Go through the entries below and work out how many lines include "stem"; give only that number.

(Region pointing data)
-------------------------

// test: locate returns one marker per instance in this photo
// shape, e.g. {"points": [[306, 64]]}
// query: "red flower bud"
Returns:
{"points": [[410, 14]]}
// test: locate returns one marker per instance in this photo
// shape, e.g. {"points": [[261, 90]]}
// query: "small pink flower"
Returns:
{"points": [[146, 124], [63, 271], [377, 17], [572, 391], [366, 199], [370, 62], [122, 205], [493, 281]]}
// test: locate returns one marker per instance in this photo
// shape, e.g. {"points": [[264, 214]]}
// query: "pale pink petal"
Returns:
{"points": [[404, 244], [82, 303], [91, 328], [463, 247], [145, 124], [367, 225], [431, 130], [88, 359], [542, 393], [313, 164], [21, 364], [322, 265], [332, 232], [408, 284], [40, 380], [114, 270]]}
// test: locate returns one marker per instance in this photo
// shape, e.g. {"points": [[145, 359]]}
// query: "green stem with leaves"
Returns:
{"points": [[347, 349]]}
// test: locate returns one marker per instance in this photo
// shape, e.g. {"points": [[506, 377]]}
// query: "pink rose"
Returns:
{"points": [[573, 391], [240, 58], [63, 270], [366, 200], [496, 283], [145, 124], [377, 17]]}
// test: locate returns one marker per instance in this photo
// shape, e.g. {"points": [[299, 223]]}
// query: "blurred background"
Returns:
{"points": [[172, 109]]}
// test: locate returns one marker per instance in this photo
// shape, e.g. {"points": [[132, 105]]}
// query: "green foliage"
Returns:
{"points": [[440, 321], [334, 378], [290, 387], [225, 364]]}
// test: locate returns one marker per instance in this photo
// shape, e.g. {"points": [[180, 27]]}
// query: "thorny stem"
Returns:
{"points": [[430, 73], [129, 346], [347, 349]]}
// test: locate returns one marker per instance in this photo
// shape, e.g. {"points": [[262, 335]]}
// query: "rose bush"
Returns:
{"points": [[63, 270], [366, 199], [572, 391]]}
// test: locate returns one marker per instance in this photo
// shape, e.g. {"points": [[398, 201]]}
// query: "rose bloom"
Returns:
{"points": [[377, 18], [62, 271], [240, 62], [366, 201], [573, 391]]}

-------------------------

- _ANSWER FOR THE TASK_
2